## [Task directions]
Copy each line of the listing below where the word "bald" turns up.
━━━━━━━━━━
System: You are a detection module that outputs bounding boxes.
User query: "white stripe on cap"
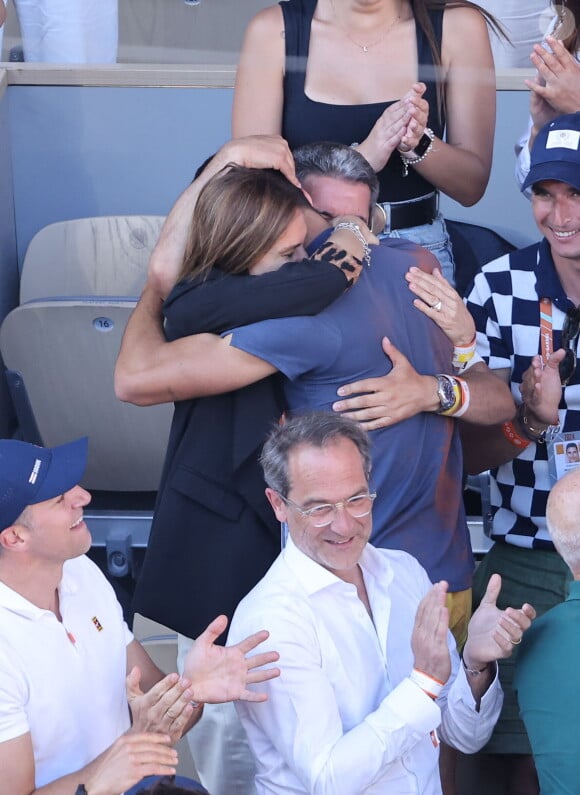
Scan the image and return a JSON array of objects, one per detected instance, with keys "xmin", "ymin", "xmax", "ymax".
[{"xmin": 29, "ymin": 459, "xmax": 42, "ymax": 484}]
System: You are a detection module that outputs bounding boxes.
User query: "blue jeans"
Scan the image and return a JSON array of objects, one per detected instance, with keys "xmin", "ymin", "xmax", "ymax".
[{"xmin": 380, "ymin": 213, "xmax": 456, "ymax": 286}]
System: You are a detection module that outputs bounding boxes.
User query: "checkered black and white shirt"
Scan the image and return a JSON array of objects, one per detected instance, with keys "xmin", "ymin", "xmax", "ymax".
[{"xmin": 466, "ymin": 239, "xmax": 580, "ymax": 549}]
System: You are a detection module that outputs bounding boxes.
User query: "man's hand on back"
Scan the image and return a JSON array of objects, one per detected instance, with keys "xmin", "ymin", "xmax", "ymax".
[{"xmin": 332, "ymin": 336, "xmax": 439, "ymax": 429}]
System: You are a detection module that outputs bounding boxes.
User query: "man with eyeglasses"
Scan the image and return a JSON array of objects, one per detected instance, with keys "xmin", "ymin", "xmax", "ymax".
[
  {"xmin": 227, "ymin": 412, "xmax": 534, "ymax": 795},
  {"xmin": 463, "ymin": 112, "xmax": 580, "ymax": 789}
]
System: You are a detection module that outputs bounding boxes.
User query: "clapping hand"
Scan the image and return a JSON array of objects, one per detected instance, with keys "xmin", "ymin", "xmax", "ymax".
[
  {"xmin": 463, "ymin": 574, "xmax": 536, "ymax": 670},
  {"xmin": 182, "ymin": 614, "xmax": 280, "ymax": 704},
  {"xmin": 411, "ymin": 581, "xmax": 452, "ymax": 685},
  {"xmin": 126, "ymin": 667, "xmax": 196, "ymax": 744}
]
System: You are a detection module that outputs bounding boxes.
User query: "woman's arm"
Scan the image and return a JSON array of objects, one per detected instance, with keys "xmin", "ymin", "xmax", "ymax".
[
  {"xmin": 164, "ymin": 261, "xmax": 348, "ymax": 339},
  {"xmin": 115, "ymin": 286, "xmax": 276, "ymax": 406},
  {"xmin": 163, "ymin": 219, "xmax": 373, "ymax": 339},
  {"xmin": 408, "ymin": 6, "xmax": 496, "ymax": 206},
  {"xmin": 232, "ymin": 5, "xmax": 286, "ymax": 137}
]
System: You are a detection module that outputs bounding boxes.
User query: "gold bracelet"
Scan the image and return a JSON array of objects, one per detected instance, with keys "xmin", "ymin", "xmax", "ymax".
[{"xmin": 518, "ymin": 404, "xmax": 548, "ymax": 444}]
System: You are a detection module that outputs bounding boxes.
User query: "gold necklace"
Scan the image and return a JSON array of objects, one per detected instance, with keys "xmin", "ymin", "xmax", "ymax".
[{"xmin": 330, "ymin": 0, "xmax": 401, "ymax": 53}]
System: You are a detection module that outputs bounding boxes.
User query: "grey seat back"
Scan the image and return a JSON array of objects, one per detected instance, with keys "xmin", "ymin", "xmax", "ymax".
[
  {"xmin": 20, "ymin": 216, "xmax": 165, "ymax": 301},
  {"xmin": 0, "ymin": 300, "xmax": 172, "ymax": 491},
  {"xmin": 2, "ymin": 215, "xmax": 172, "ymax": 492}
]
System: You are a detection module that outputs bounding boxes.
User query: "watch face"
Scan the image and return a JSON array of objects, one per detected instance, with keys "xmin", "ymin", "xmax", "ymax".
[
  {"xmin": 414, "ymin": 132, "xmax": 432, "ymax": 158},
  {"xmin": 437, "ymin": 376, "xmax": 456, "ymax": 411}
]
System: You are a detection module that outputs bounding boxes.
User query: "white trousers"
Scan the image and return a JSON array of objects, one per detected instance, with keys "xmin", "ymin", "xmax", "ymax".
[
  {"xmin": 12, "ymin": 0, "xmax": 118, "ymax": 62},
  {"xmin": 177, "ymin": 633, "xmax": 257, "ymax": 795}
]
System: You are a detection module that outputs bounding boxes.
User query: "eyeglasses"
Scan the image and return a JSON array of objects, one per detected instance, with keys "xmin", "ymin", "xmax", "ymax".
[
  {"xmin": 278, "ymin": 492, "xmax": 376, "ymax": 527},
  {"xmin": 559, "ymin": 306, "xmax": 580, "ymax": 385}
]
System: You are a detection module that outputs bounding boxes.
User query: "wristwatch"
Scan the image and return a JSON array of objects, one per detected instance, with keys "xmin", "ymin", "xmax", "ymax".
[
  {"xmin": 435, "ymin": 374, "xmax": 457, "ymax": 413},
  {"xmin": 410, "ymin": 128, "xmax": 435, "ymax": 159}
]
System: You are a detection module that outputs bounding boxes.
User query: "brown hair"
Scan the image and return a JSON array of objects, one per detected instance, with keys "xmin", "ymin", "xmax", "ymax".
[
  {"xmin": 413, "ymin": 1, "xmax": 506, "ymax": 120},
  {"xmin": 178, "ymin": 165, "xmax": 309, "ymax": 283}
]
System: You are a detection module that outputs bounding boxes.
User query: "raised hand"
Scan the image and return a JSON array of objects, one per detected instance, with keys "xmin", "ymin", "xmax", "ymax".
[
  {"xmin": 182, "ymin": 614, "xmax": 280, "ymax": 704},
  {"xmin": 397, "ymin": 83, "xmax": 430, "ymax": 155},
  {"xmin": 126, "ymin": 667, "xmax": 197, "ymax": 744},
  {"xmin": 519, "ymin": 350, "xmax": 564, "ymax": 426},
  {"xmin": 214, "ymin": 134, "xmax": 301, "ymax": 187},
  {"xmin": 357, "ymin": 99, "xmax": 412, "ymax": 171},
  {"xmin": 405, "ymin": 266, "xmax": 476, "ymax": 346},
  {"xmin": 463, "ymin": 574, "xmax": 536, "ymax": 670},
  {"xmin": 411, "ymin": 581, "xmax": 451, "ymax": 684},
  {"xmin": 332, "ymin": 336, "xmax": 438, "ymax": 429},
  {"xmin": 527, "ymin": 36, "xmax": 580, "ymax": 117},
  {"xmin": 528, "ymin": 74, "xmax": 560, "ymax": 134}
]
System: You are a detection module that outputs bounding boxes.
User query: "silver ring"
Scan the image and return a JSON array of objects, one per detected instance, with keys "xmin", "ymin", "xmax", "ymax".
[
  {"xmin": 510, "ymin": 636, "xmax": 522, "ymax": 646},
  {"xmin": 432, "ymin": 299, "xmax": 443, "ymax": 312}
]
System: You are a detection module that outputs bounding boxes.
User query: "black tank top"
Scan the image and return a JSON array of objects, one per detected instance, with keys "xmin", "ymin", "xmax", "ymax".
[{"xmin": 281, "ymin": 0, "xmax": 445, "ymax": 202}]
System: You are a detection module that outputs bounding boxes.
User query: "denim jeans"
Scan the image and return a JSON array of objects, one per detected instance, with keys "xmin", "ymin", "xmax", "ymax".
[{"xmin": 380, "ymin": 213, "xmax": 456, "ymax": 286}]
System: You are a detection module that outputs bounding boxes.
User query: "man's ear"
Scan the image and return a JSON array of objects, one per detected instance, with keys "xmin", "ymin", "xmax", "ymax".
[
  {"xmin": 265, "ymin": 488, "xmax": 289, "ymax": 524},
  {"xmin": 0, "ymin": 524, "xmax": 28, "ymax": 552},
  {"xmin": 371, "ymin": 204, "xmax": 386, "ymax": 235}
]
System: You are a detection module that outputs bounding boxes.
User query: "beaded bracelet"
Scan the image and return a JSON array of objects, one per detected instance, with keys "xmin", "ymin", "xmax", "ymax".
[
  {"xmin": 333, "ymin": 222, "xmax": 371, "ymax": 268},
  {"xmin": 400, "ymin": 128, "xmax": 435, "ymax": 177}
]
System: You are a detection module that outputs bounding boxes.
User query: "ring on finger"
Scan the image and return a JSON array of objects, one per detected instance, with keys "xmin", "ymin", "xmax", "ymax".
[
  {"xmin": 431, "ymin": 299, "xmax": 443, "ymax": 312},
  {"xmin": 510, "ymin": 636, "xmax": 522, "ymax": 645}
]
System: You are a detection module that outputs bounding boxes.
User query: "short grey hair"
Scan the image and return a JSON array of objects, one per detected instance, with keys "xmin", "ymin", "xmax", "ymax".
[
  {"xmin": 260, "ymin": 412, "xmax": 372, "ymax": 497},
  {"xmin": 293, "ymin": 142, "xmax": 380, "ymax": 207}
]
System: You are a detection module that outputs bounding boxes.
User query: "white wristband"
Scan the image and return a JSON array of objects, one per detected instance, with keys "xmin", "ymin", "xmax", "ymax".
[
  {"xmin": 409, "ymin": 668, "xmax": 444, "ymax": 699},
  {"xmin": 452, "ymin": 337, "xmax": 476, "ymax": 371},
  {"xmin": 452, "ymin": 378, "xmax": 471, "ymax": 418}
]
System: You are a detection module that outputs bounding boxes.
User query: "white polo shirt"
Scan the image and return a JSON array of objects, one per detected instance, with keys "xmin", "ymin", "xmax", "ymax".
[{"xmin": 0, "ymin": 555, "xmax": 132, "ymax": 787}]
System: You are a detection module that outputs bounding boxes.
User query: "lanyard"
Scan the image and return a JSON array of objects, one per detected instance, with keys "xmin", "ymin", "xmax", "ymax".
[{"xmin": 539, "ymin": 297, "xmax": 554, "ymax": 365}]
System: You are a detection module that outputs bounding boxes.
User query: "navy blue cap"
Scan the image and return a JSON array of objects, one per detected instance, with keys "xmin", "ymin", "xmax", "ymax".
[
  {"xmin": 522, "ymin": 113, "xmax": 580, "ymax": 192},
  {"xmin": 0, "ymin": 437, "xmax": 88, "ymax": 531}
]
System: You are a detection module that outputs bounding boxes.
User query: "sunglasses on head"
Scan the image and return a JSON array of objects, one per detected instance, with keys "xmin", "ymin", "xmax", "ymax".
[{"xmin": 559, "ymin": 306, "xmax": 580, "ymax": 385}]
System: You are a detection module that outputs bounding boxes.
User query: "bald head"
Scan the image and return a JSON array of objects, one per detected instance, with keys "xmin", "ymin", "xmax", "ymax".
[{"xmin": 547, "ymin": 469, "xmax": 580, "ymax": 577}]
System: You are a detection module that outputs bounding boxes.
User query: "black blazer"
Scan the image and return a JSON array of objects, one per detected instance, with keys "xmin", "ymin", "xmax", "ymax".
[{"xmin": 133, "ymin": 260, "xmax": 348, "ymax": 640}]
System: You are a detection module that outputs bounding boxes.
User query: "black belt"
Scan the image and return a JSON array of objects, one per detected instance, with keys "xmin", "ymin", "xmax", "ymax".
[{"xmin": 377, "ymin": 192, "xmax": 438, "ymax": 234}]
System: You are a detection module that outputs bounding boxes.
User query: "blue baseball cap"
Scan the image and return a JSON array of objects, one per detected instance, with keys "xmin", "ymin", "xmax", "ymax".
[
  {"xmin": 522, "ymin": 113, "xmax": 580, "ymax": 193},
  {"xmin": 0, "ymin": 437, "xmax": 88, "ymax": 531}
]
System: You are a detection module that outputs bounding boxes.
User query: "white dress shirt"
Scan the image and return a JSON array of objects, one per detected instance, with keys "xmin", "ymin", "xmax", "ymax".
[{"xmin": 228, "ymin": 538, "xmax": 502, "ymax": 795}]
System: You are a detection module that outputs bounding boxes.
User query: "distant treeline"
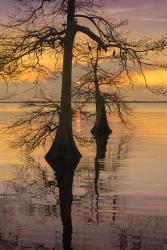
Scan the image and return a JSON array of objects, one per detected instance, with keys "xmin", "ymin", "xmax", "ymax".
[{"xmin": 0, "ymin": 101, "xmax": 167, "ymax": 104}]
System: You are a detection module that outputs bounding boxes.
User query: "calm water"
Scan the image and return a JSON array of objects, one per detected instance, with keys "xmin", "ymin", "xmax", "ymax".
[{"xmin": 0, "ymin": 103, "xmax": 167, "ymax": 250}]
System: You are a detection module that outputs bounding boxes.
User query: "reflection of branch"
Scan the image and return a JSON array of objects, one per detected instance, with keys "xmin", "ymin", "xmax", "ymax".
[
  {"xmin": 0, "ymin": 231, "xmax": 55, "ymax": 249},
  {"xmin": 113, "ymin": 216, "xmax": 163, "ymax": 250},
  {"xmin": 6, "ymin": 155, "xmax": 57, "ymax": 202},
  {"xmin": 116, "ymin": 134, "xmax": 132, "ymax": 160}
]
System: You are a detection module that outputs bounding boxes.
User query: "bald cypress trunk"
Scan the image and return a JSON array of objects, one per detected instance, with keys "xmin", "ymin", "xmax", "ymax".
[
  {"xmin": 90, "ymin": 49, "xmax": 111, "ymax": 136},
  {"xmin": 45, "ymin": 0, "xmax": 81, "ymax": 161},
  {"xmin": 91, "ymin": 82, "xmax": 112, "ymax": 136}
]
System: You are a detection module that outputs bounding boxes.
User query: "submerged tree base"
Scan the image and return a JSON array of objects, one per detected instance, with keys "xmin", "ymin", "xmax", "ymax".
[
  {"xmin": 91, "ymin": 125, "xmax": 112, "ymax": 136},
  {"xmin": 91, "ymin": 94, "xmax": 112, "ymax": 136},
  {"xmin": 45, "ymin": 128, "xmax": 82, "ymax": 162}
]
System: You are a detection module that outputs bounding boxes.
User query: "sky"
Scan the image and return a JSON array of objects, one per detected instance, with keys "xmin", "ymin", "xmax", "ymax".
[
  {"xmin": 0, "ymin": 0, "xmax": 167, "ymax": 101},
  {"xmin": 1, "ymin": 0, "xmax": 167, "ymax": 36},
  {"xmin": 102, "ymin": 0, "xmax": 167, "ymax": 38}
]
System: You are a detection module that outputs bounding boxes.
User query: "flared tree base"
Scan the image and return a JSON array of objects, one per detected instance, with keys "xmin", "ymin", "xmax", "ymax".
[
  {"xmin": 45, "ymin": 128, "xmax": 82, "ymax": 162},
  {"xmin": 91, "ymin": 98, "xmax": 112, "ymax": 136},
  {"xmin": 91, "ymin": 124, "xmax": 112, "ymax": 136}
]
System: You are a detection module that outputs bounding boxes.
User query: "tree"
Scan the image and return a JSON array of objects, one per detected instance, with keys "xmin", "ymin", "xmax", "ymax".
[
  {"xmin": 73, "ymin": 27, "xmax": 167, "ymax": 135},
  {"xmin": 0, "ymin": 0, "xmax": 167, "ymax": 160},
  {"xmin": 73, "ymin": 41, "xmax": 130, "ymax": 136},
  {"xmin": 0, "ymin": 0, "xmax": 107, "ymax": 161}
]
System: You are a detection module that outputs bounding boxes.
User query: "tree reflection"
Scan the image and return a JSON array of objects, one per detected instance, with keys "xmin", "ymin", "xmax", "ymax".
[
  {"xmin": 94, "ymin": 133, "xmax": 109, "ymax": 223},
  {"xmin": 0, "ymin": 149, "xmax": 166, "ymax": 249},
  {"xmin": 95, "ymin": 134, "xmax": 109, "ymax": 161},
  {"xmin": 93, "ymin": 132, "xmax": 131, "ymax": 223},
  {"xmin": 46, "ymin": 159, "xmax": 79, "ymax": 250}
]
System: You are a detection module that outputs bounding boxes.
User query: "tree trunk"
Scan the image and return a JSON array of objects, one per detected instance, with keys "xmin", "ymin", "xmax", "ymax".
[
  {"xmin": 91, "ymin": 84, "xmax": 112, "ymax": 136},
  {"xmin": 45, "ymin": 0, "xmax": 81, "ymax": 161}
]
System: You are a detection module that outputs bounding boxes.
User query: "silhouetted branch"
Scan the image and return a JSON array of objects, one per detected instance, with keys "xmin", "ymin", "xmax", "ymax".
[
  {"xmin": 5, "ymin": 97, "xmax": 94, "ymax": 152},
  {"xmin": 5, "ymin": 98, "xmax": 60, "ymax": 152}
]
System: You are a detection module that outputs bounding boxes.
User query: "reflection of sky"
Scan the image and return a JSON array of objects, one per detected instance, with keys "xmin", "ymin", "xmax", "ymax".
[{"xmin": 0, "ymin": 104, "xmax": 167, "ymax": 249}]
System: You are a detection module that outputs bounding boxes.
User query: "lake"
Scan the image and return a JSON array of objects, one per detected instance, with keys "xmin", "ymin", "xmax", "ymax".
[{"xmin": 0, "ymin": 103, "xmax": 167, "ymax": 250}]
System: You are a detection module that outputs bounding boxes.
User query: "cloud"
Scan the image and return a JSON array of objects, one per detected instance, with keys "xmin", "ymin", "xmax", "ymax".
[
  {"xmin": 104, "ymin": 0, "xmax": 167, "ymax": 22},
  {"xmin": 138, "ymin": 18, "xmax": 167, "ymax": 22},
  {"xmin": 106, "ymin": 0, "xmax": 167, "ymax": 8}
]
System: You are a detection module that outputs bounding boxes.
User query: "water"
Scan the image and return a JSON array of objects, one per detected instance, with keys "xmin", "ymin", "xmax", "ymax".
[{"xmin": 0, "ymin": 103, "xmax": 167, "ymax": 250}]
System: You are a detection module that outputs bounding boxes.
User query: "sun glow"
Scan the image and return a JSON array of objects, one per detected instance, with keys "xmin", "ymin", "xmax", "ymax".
[{"xmin": 134, "ymin": 69, "xmax": 167, "ymax": 86}]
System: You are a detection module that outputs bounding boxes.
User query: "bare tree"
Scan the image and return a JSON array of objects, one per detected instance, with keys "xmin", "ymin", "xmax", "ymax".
[
  {"xmin": 73, "ymin": 24, "xmax": 167, "ymax": 135},
  {"xmin": 73, "ymin": 40, "xmax": 130, "ymax": 136},
  {"xmin": 0, "ymin": 0, "xmax": 167, "ymax": 160}
]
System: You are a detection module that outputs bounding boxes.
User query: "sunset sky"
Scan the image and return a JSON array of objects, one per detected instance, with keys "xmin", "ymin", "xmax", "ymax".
[
  {"xmin": 0, "ymin": 0, "xmax": 167, "ymax": 101},
  {"xmin": 1, "ymin": 0, "xmax": 167, "ymax": 30}
]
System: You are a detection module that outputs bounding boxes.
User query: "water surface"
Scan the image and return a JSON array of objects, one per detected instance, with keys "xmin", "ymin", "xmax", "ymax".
[{"xmin": 0, "ymin": 103, "xmax": 167, "ymax": 249}]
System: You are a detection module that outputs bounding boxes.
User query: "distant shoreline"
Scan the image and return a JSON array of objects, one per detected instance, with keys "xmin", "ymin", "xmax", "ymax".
[{"xmin": 0, "ymin": 101, "xmax": 167, "ymax": 104}]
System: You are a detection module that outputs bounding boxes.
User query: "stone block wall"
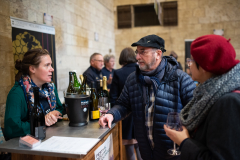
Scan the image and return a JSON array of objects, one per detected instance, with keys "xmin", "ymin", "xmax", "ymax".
[
  {"xmin": 0, "ymin": 0, "xmax": 115, "ymax": 127},
  {"xmin": 113, "ymin": 0, "xmax": 240, "ymax": 69},
  {"xmin": 1, "ymin": 0, "xmax": 239, "ymax": 127}
]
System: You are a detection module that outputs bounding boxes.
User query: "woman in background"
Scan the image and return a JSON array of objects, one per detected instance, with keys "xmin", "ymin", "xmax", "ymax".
[
  {"xmin": 164, "ymin": 35, "xmax": 240, "ymax": 160},
  {"xmin": 110, "ymin": 47, "xmax": 142, "ymax": 160},
  {"xmin": 169, "ymin": 51, "xmax": 183, "ymax": 70},
  {"xmin": 4, "ymin": 48, "xmax": 63, "ymax": 139}
]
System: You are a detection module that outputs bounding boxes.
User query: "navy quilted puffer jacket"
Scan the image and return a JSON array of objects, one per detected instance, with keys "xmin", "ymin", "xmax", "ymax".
[{"xmin": 108, "ymin": 56, "xmax": 196, "ymax": 160}]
━━━━━━━━━━
## [Answer to the exercise]
User query: "bald head"
User query: "bald cypress trunk"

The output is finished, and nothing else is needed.